» **DOCUMENT PASSAGE**:
How much deduction can I claim under Section 80C?

You can claim a maximum of INR 1.5 lakh under Section 80C. This is inclusive of 80CCC and 80CCD. Apart from this you can claim an additional deduction of INR 50,000 u/s 80CCD (1b) in lieu of NPS contribution.

Is it mandatory to submit proof to the employer for claiming chapter VI A deductions?

No, It is not mandatory to submit proofs of investments to claim chapter VI A deductions. Hence, if you have not declared the investments, you can still claim the same while filing your ITR.
But, it is advisable to declare the investments so that the employer can take the same into account and determine your taxable income before deducting TDS.

What is income tax deduction for salaried employees?

There is a standard deduction INR 50,000 for salaried employees. Apart from this, they can further claim Chapter VI A deductions to lower their taxable income.

Who is eligible for 80C deduction?

Section 80C allows a deduction of INR 1,50,000 to Individuals and HUFs. Hence, Company, Firm, Partnership Firms or LLPs cannot avail of tax deduction u/s 80C.

» **EXTRACTED INFORMATION**:
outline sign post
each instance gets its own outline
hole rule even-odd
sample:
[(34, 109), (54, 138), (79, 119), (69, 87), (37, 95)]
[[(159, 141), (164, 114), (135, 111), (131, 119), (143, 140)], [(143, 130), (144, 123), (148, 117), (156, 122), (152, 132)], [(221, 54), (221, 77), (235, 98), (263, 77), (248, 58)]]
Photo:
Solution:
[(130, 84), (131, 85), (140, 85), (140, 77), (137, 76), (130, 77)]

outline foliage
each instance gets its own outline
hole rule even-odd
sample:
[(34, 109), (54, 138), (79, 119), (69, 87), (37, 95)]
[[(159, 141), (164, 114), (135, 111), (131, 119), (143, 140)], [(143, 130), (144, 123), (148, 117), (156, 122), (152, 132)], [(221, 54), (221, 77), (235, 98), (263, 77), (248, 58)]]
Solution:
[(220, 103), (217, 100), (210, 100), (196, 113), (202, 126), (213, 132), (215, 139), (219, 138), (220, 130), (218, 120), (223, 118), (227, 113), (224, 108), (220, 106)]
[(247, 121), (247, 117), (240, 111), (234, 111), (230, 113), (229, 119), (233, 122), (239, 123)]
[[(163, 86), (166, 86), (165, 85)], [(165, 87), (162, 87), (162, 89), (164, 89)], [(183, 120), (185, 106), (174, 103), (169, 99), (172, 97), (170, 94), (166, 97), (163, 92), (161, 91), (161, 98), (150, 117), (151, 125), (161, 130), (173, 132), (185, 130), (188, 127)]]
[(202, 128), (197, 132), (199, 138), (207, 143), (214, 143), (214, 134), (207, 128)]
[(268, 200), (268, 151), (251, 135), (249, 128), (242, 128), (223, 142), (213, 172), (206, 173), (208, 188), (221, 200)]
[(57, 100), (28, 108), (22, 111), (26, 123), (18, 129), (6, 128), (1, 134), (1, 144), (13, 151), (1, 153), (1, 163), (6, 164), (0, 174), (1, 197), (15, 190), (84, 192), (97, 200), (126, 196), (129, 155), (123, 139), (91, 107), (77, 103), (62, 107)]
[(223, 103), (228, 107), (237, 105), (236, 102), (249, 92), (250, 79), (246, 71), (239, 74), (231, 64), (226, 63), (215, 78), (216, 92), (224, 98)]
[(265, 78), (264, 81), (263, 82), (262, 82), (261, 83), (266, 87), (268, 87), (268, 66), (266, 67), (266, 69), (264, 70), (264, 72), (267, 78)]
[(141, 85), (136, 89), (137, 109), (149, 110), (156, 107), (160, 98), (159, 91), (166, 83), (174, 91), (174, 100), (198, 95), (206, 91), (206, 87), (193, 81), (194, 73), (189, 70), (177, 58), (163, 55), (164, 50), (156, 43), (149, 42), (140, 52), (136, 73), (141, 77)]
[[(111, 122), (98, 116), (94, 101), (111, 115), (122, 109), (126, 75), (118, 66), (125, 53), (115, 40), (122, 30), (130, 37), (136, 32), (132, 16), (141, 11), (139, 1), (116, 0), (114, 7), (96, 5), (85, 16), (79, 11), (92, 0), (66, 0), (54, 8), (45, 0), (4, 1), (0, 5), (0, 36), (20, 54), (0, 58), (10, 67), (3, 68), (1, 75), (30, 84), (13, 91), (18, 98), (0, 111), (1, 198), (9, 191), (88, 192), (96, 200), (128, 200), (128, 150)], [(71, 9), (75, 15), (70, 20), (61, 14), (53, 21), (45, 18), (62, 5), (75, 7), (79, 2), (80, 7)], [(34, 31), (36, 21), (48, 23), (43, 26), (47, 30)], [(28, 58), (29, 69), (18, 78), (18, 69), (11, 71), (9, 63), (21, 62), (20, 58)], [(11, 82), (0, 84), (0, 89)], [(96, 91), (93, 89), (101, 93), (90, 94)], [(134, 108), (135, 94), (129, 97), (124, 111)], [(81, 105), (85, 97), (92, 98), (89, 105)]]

» **REQUIRED ACTION**: In the tax deduction FAQ, what standard deduction is available to salaried employees?

» **RESULT FOR THIS TASK**: INR 50,000